>>>>
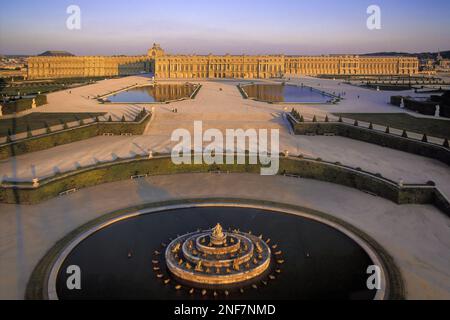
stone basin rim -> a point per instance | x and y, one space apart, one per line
49 286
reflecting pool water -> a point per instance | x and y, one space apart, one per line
310 260
286 93
151 94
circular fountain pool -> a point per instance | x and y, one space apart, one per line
175 254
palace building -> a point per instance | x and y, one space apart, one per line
165 66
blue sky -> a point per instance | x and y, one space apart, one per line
228 26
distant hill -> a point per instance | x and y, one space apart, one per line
422 55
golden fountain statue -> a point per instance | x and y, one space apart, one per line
218 263
217 236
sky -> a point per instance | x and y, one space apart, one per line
111 27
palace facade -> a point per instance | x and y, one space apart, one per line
166 66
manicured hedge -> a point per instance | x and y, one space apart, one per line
23 104
426 107
396 100
306 168
51 140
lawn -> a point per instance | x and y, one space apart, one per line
432 127
39 120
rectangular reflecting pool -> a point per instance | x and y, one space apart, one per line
286 93
152 94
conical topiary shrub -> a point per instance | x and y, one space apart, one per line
446 145
404 134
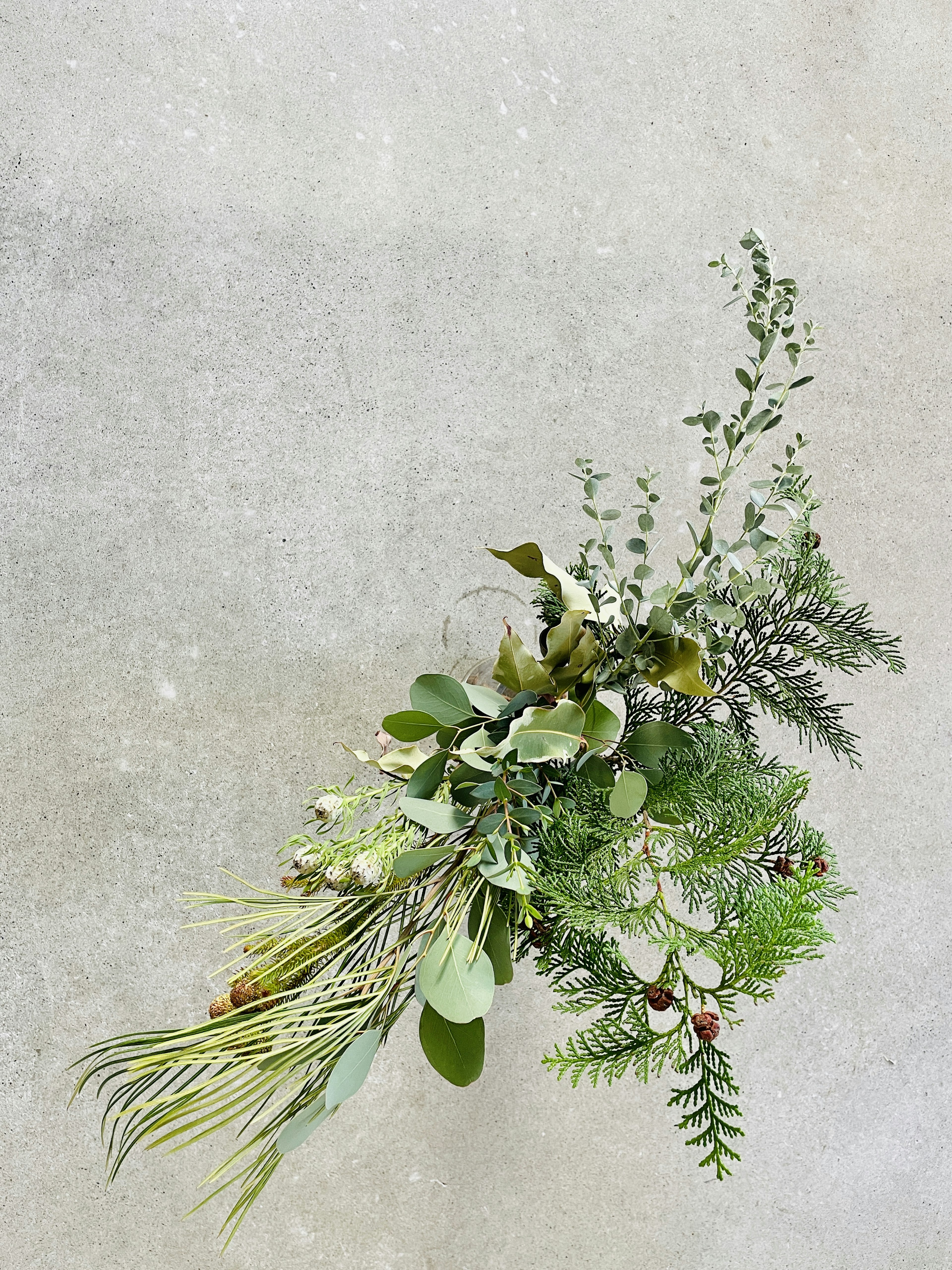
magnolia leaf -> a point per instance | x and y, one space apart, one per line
649 742
570 649
352 1069
602 726
459 990
582 665
540 733
511 877
411 726
409 863
629 794
470 751
598 771
678 667
485 700
398 762
517 668
428 776
456 1051
441 697
303 1126
531 563
437 817
496 943
562 639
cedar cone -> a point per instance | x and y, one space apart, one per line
220 1006
659 999
706 1025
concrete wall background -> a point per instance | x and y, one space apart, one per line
303 305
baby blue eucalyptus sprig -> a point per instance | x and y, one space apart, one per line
520 815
<<<<
**Written request**: Format every line of the records above as a JSON list of strings, one string per line, skipping blank lines. Leave the pictures out.

**Answer to this exercise**:
[
  "stone basin rim -> a point per instance | x and y, one space apart, one per line",
  "49 286",
  "reflecting pool water -> a point per instance | x and y, one space apart, one per line",
  "310 260",
  "286 93",
  "151 94",
  "circular fountain pool -> a point per instance | x and y, one space apart, one per line",
  "175 254",
  "palace building -> a point per instance | x and y, one space apart, one per line",
  "165 66",
  "blue sky -> a point per instance | x and y, one space apart, one per line",
  "228 26",
  "distant hill -> a point per instance | x and y, one space apart, one per line",
  "422 55",
  "golden fountain statue -> a point per instance | x and y, one space apart, one per line",
  "218 263",
  "217 236",
  "sky -> a point per instance | x and y, one space apart, one per line",
  "111 27",
  "palace facade -> a point per instance | x and y, one space apart, one per line",
  "166 66",
  "manicured hedge -> a point per instance | x and y, one space apart, one per line",
  "23 104",
  "426 107",
  "396 100",
  "306 168",
  "51 140",
  "lawn -> a point per instance | x and y, one space apart, one per line",
  "432 127",
  "39 120",
  "rectangular reflecting pool -> a point per instance | x and y, one space apart, one per line",
  "286 93",
  "152 94",
  "conical topiary shrub -> a point per instance | x and y, one space apart, one per line",
  "446 145",
  "404 134",
  "magnolia leaf -> a point per instance | x and y, one space apart, one per line",
  "649 742",
  "570 649",
  "352 1069",
  "602 726",
  "459 990",
  "582 665",
  "540 733",
  "511 877",
  "411 726",
  "409 863",
  "629 794",
  "470 751",
  "598 771",
  "678 667",
  "485 700",
  "398 762",
  "517 668",
  "428 776",
  "456 1051",
  "441 697",
  "303 1126",
  "531 563",
  "437 817",
  "496 943",
  "562 639",
  "cedar cone -> a point per instance | x and y, one space apart, one per line",
  "220 1006",
  "659 999",
  "706 1025",
  "concrete wall background -> a point per instance | x and y, one space apart, one per line",
  "303 305",
  "baby blue eucalyptus sprig -> a point per instance | x and y, one space apart, one per line",
  "520 815"
]